SOURCE PASSAGE:

The Annex’s Mardi Caught, a former major label executive who realised “the system” wouldn’t allow her to progress any further and in 2018 founded Sydney-based consultancy that helps young artists strategise and plan their marketing;

Joe Connelly, a former co-manager of The Rubens and Cloud Control who went on to join VC firm Blackbird, is a creative advocate of ideas in “everything from software to space.”

The panel’s moderator, artist Holly Rankin (Jack River), this year surprised even herself when her call for corporations to playlist more local music during the pandemic triggered a change.


5 takeaways from the ARIA Week Innovation & Entrepreneurship Panel

1. How COVID Changed Strategies

Having ensured that all UNIFIED staff were retained, Comerford intended to take an 18-month hiatus. Instead, he used the time to re-learn and research. “I felt like I sent myself back to school.”

It transformed the way he saw opportunities.

This month saw the launch of UNIFIED Investments to support startups solving problems for the music industry, and its music distribution division, Community Music.

Next year, he says, the company expands to managing gamers.

For Caught, the pandemic introduced how business could be conducted virtually, new strategies for marketing and musicians thinking differently about connecting with their audiences.

“It’s changed everything from thinking more strategically about how merchandise looks like and how that fits your fan, (and) how you can use your social platforms.

“I doubt something like TikTok would have so readily been absorbed if we hadn’t had a lockdown for such a period of time, and kids were trying to escape their parents.”


2. The Explosion Of Capital Investment In Music

Connelly explained two reasons for the escalating appetite for music from investors.

Firstly, due to the new liquidity in copyright, “People are seeing there is an opportunity for copyrights to be able to generate money over a long period of time thanks to streaming.

“That’s generated a lot of interest, particularly from private equity.

“Secondly, the financial markets are bonkers. There’s more money than there’s ever been and there’s a lot of appetite for investment in all kinds of different things.”


3. The Soaring Value Of Music

“People are starting to realise now just how actually valuable and meaningful works and products are to people,” according to Connelly.

“Music specifically is an incredibly meaningful and valuable thing to people.

“We’ve always been able to make money from it, but just now the money is being distributed in a way that’s fairer.”

PROVIDED DATA:
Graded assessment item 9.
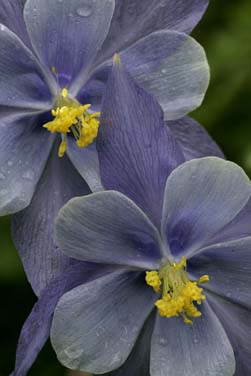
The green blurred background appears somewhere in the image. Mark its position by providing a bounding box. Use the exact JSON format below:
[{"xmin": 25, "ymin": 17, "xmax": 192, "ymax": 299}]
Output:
[{"xmin": 0, "ymin": 0, "xmax": 251, "ymax": 376}]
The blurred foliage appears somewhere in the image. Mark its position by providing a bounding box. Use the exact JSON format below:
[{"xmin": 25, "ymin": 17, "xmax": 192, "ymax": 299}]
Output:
[
  {"xmin": 192, "ymin": 0, "xmax": 251, "ymax": 176},
  {"xmin": 0, "ymin": 0, "xmax": 251, "ymax": 376}
]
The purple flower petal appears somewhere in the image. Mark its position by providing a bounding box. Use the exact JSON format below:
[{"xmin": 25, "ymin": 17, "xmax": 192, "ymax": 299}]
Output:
[
  {"xmin": 150, "ymin": 302, "xmax": 235, "ymax": 376},
  {"xmin": 24, "ymin": 0, "xmax": 114, "ymax": 89},
  {"xmin": 0, "ymin": 0, "xmax": 30, "ymax": 46},
  {"xmin": 0, "ymin": 25, "xmax": 54, "ymax": 108},
  {"xmin": 189, "ymin": 236, "xmax": 251, "ymax": 309},
  {"xmin": 207, "ymin": 294, "xmax": 251, "ymax": 376},
  {"xmin": 51, "ymin": 272, "xmax": 156, "ymax": 374},
  {"xmin": 166, "ymin": 116, "xmax": 224, "ymax": 160},
  {"xmin": 67, "ymin": 137, "xmax": 103, "ymax": 192},
  {"xmin": 162, "ymin": 157, "xmax": 251, "ymax": 255},
  {"xmin": 13, "ymin": 143, "xmax": 90, "ymax": 296},
  {"xmin": 95, "ymin": 0, "xmax": 208, "ymax": 62},
  {"xmin": 97, "ymin": 61, "xmax": 184, "ymax": 226},
  {"xmin": 56, "ymin": 191, "xmax": 161, "ymax": 270},
  {"xmin": 0, "ymin": 117, "xmax": 53, "ymax": 215},
  {"xmin": 90, "ymin": 30, "xmax": 209, "ymax": 120},
  {"xmin": 211, "ymin": 199, "xmax": 251, "ymax": 244},
  {"xmin": 12, "ymin": 262, "xmax": 105, "ymax": 376},
  {"xmin": 102, "ymin": 311, "xmax": 155, "ymax": 376}
]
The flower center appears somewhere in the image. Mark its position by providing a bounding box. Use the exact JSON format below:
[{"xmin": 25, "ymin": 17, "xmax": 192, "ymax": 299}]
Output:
[
  {"xmin": 43, "ymin": 87, "xmax": 100, "ymax": 157},
  {"xmin": 145, "ymin": 256, "xmax": 209, "ymax": 324}
]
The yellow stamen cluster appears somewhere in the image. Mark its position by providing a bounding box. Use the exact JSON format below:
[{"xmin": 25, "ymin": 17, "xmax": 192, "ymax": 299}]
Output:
[
  {"xmin": 145, "ymin": 257, "xmax": 209, "ymax": 324},
  {"xmin": 146, "ymin": 270, "xmax": 161, "ymax": 292},
  {"xmin": 43, "ymin": 88, "xmax": 100, "ymax": 157}
]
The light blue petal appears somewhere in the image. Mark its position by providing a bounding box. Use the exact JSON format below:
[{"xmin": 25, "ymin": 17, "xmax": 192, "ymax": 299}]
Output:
[
  {"xmin": 102, "ymin": 311, "xmax": 155, "ymax": 376},
  {"xmin": 162, "ymin": 157, "xmax": 251, "ymax": 255},
  {"xmin": 12, "ymin": 142, "xmax": 90, "ymax": 296},
  {"xmin": 97, "ymin": 59, "xmax": 185, "ymax": 228},
  {"xmin": 0, "ymin": 25, "xmax": 55, "ymax": 109},
  {"xmin": 67, "ymin": 137, "xmax": 104, "ymax": 192},
  {"xmin": 56, "ymin": 191, "xmax": 161, "ymax": 270},
  {"xmin": 166, "ymin": 116, "xmax": 225, "ymax": 161},
  {"xmin": 51, "ymin": 272, "xmax": 156, "ymax": 374},
  {"xmin": 24, "ymin": 0, "xmax": 114, "ymax": 88},
  {"xmin": 189, "ymin": 236, "xmax": 251, "ymax": 309},
  {"xmin": 0, "ymin": 0, "xmax": 30, "ymax": 46},
  {"xmin": 211, "ymin": 199, "xmax": 251, "ymax": 244},
  {"xmin": 88, "ymin": 30, "xmax": 209, "ymax": 120},
  {"xmin": 97, "ymin": 0, "xmax": 208, "ymax": 62},
  {"xmin": 150, "ymin": 302, "xmax": 235, "ymax": 376},
  {"xmin": 0, "ymin": 117, "xmax": 54, "ymax": 215},
  {"xmin": 207, "ymin": 294, "xmax": 251, "ymax": 376},
  {"xmin": 11, "ymin": 262, "xmax": 105, "ymax": 376}
]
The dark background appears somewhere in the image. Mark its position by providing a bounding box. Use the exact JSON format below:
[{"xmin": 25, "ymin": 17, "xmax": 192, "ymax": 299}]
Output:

COMPLETE THE FOLLOWING:
#1 In the ARIA Week panel article, what two reasons did Connelly give for investors' growing appetite for music?
#2 Continue the ARIA Week panel article from its last sentence.

ANSWERS BY ITEM NUMBER:
#1 Streaming has made copyrights a new source of long-term income, and financial markets now hold more money than ever and are eager to invest.

#2
4. The Biz Gets Sussed About Monetising

In the past, the industry initially gave away its product to MTV and YouTube in the name of promotion and lamented, too late, others were creating empires riding on its back.

“But now we have the technology like cryptocurrency and blockchain, that’s something people can look at,” Caught said.

Comerford is excited about the concept of “digital scarcity”, similar to the way vinyl records increase in value if they are hard-to-find.

“We’re about to see the same thing with digital albums, because people are going to start to sell their albums digitally as NFTs.

“It sounds crazy to think we can limit the supply of something that is digital. But once again this technology we’re calling NFT is what’s going to allow us to do that.”


5. The New Onus Of Ownership

Connelly was, like the others on the panel, buzzed by how the music industry was poised to reinvent its structure.

“What’s coming at us is the most significant opportunity that we’ve had forever, to re-engineer the music industry and to change the way ownership works.

“To me, the biggest thing holding back creativity and art in the world is the system of ownership that we’ve built up in music and other mediums as book publishing.

“The people who create the works never own anything.

“You don’t own your IP, you don’t own your customers, you don’t own your fans.

“You don’t have a direct relationship with the audience, it’s always through an intermediary.

“In the first time in living memory, we have an opportunity to create a system that puts the people who create the work at the centre of it.

“It’s not just an opportunity for them to get a fair share of income but to actually build wealth.”